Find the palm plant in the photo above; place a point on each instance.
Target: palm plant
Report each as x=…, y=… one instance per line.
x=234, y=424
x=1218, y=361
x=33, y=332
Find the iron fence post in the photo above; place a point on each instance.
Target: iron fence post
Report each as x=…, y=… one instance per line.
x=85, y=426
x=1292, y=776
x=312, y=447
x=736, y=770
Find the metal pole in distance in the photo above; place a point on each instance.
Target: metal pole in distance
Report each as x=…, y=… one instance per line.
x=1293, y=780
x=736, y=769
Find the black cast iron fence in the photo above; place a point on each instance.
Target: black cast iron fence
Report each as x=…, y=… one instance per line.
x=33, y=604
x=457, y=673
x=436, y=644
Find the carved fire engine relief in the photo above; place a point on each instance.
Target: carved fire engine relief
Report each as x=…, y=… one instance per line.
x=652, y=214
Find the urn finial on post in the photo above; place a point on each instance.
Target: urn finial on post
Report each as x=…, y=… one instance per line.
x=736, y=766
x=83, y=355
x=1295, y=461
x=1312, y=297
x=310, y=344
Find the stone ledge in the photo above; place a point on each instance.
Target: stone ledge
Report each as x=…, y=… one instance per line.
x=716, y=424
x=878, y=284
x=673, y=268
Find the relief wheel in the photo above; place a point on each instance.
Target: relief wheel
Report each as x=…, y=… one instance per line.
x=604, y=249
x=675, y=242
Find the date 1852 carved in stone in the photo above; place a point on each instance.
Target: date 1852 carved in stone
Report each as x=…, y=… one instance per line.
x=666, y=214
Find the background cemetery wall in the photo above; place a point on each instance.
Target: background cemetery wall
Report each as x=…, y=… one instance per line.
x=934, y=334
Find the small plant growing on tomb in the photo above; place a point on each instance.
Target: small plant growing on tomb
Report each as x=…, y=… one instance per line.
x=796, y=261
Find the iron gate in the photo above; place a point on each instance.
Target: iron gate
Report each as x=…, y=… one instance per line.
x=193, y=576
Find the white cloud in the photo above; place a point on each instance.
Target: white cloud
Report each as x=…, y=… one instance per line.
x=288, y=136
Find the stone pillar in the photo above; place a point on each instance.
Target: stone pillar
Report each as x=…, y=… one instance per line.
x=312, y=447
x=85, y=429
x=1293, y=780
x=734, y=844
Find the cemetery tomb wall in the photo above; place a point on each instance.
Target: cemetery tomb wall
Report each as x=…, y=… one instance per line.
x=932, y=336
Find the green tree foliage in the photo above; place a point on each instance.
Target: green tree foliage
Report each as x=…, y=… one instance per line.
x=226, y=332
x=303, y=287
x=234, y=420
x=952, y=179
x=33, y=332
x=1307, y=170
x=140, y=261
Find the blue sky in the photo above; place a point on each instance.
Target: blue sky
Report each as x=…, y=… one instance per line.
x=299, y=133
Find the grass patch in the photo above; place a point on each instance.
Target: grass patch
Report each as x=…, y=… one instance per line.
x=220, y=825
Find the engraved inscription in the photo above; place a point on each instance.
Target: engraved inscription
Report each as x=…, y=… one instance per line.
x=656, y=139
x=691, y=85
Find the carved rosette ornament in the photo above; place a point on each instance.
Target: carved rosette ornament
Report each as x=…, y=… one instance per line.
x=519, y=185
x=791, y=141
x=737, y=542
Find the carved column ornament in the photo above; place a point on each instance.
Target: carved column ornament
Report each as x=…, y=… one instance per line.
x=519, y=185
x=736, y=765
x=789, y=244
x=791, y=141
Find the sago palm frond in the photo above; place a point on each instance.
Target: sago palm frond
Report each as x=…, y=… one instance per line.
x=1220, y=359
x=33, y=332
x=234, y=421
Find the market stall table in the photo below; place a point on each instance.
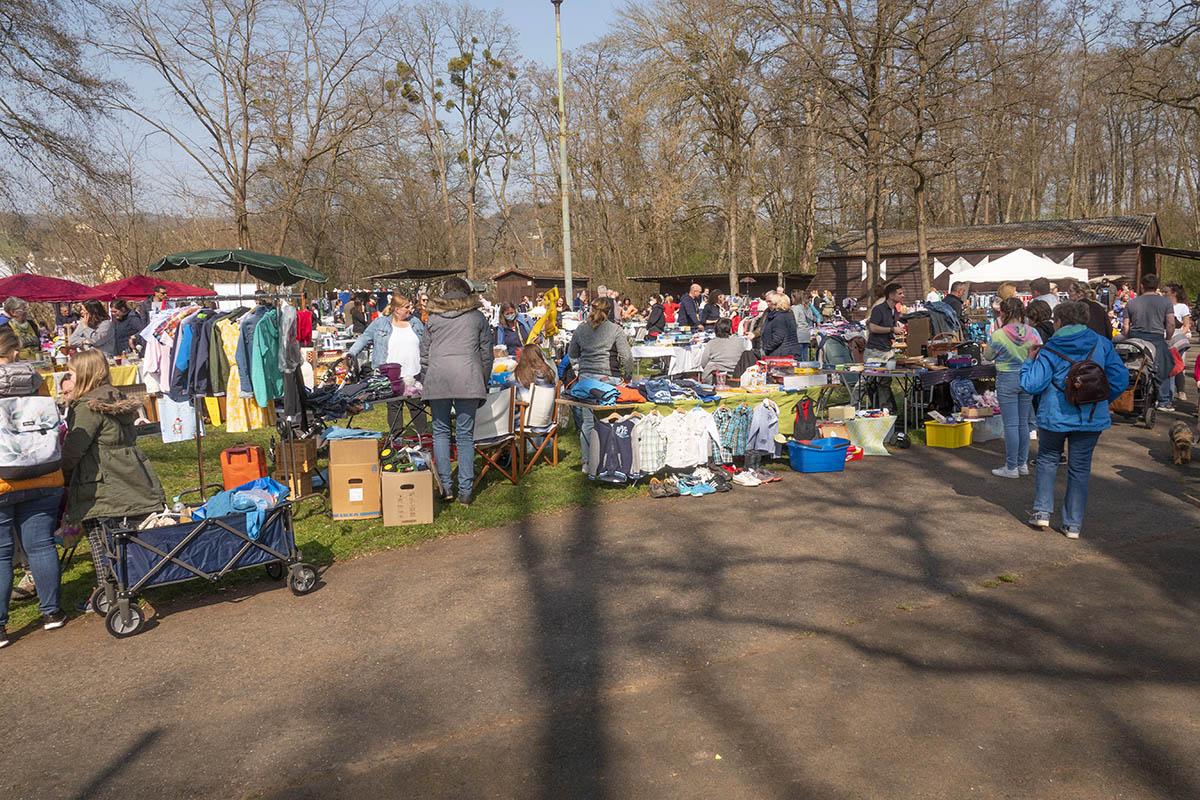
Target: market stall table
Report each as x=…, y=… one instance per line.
x=786, y=401
x=679, y=358
x=125, y=374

## Required work
Can you copy the data above word for word, leaving out the pictures?

## The solution
Find the palm plant in the photo above; place a point on each instance.
Target: palm plant
Report each as x=…, y=… one instance per line.
x=234, y=424
x=1218, y=361
x=33, y=332
Find the iron fence post in the photo above; place a point on each instance.
Target: iron fence post
Report each as x=…, y=… one instance per line.
x=85, y=426
x=1292, y=776
x=312, y=447
x=736, y=770
Find the metal pole in distance in the photo above; place a point on each instance.
Target: metal pole in distance
Report each as x=…, y=… one instance per line.
x=1293, y=780
x=736, y=769
Find the black cast iron fence in the photo above; place a point on each instance.
Target: black cast iron fence
Report each as x=…, y=… one instance per line.
x=33, y=604
x=457, y=673
x=436, y=644
Find the carved fire engine relief in the photo above; place a point on each instance.
Target: carved fire engine relief
Report each as x=…, y=… one instance per line.
x=652, y=214
Find the urn finial on post in the photo above; place a point on each instance.
Target: urn finial on post
Report each as x=…, y=… one instance per line.
x=736, y=766
x=83, y=355
x=1295, y=461
x=1312, y=297
x=310, y=344
Find the stone ledge in the photo above; place a point on each instance.
Target: stone ledge
Report each as x=…, y=… one instance per line.
x=716, y=424
x=878, y=284
x=673, y=268
Find the relief wheel in the photo above; place a point on each instance.
Target: relief wheel
Report each as x=…, y=… one instance per line.
x=604, y=249
x=675, y=242
Find the date 1852 carved in stone in the photo above; place a point on each instance.
Target: date 1852 carved in stone
Report each as x=…, y=… one instance per line.
x=666, y=214
Find the background cemetery wall in the photo above; place a point on each instance.
Target: background cemetery wall
Report each as x=…, y=… one instance per line.
x=934, y=334
Find the small plant growing on tomb in the photo above; place a point on each instance.
Target: small plant growing on tomb
Report each as x=…, y=… one instance per line.
x=796, y=261
Find the iron gate in the photo above; place a point on each instance.
Target: iron gate
Report each as x=…, y=… one instance per line.
x=193, y=576
Find the white cloud in the photo above; place a point on each instance.
Target: white cloud
Report each as x=…, y=… one instance per line.
x=288, y=136
Find the stone pillar in the photo above; place a point on each instance.
Target: stone pillar
Report each as x=…, y=… one instance per line.
x=312, y=447
x=85, y=429
x=1293, y=780
x=734, y=844
Find the cemetery tomb wall in the photo above; place a point on each instance.
Target: cemetery tomb wall
Report each as x=…, y=… one instance per line.
x=932, y=336
Find the green tree foliage in the photo above; place a point on each instance.
Target: green tree foliage
Report each as x=…, y=… one instance per line.
x=226, y=332
x=303, y=287
x=234, y=420
x=952, y=179
x=33, y=332
x=1307, y=170
x=140, y=261
Find the blue sky in the photo above; place a point on each instance.
Target: blue sky
Report each as x=…, y=… one instance per line.
x=299, y=133
Find the grass patch in the photo above; place a point on each instance.
Target: grass patch
Report each as x=…, y=… one instance per line.
x=220, y=825
Find the engraved inscription in the photo above; place a point on each instance.
Target: engraved inscription
Report each as x=…, y=… one instance per line.
x=656, y=139
x=691, y=85
Find the carved rosette ornament in the photo above; place a point on each instance.
Target: carved rosette ornament
Report each as x=…, y=… one instance per line.
x=519, y=185
x=791, y=141
x=737, y=542
Find the carved column ornament in the photo above; place a point on each instance.
Target: carved column ornament
Report each as x=…, y=… one instance per line.
x=519, y=185
x=736, y=765
x=789, y=244
x=791, y=141
Find the sago palm frond in the photo above; place a point on each instance.
Target: sago palm frond
Report each as x=…, y=… one instance per line.
x=1220, y=359
x=33, y=332
x=234, y=421
Find the market stall table in the photo below; place a point on each instance.
Target: market stall table
Report each as x=…, y=… one instance per line.
x=786, y=401
x=679, y=358
x=125, y=374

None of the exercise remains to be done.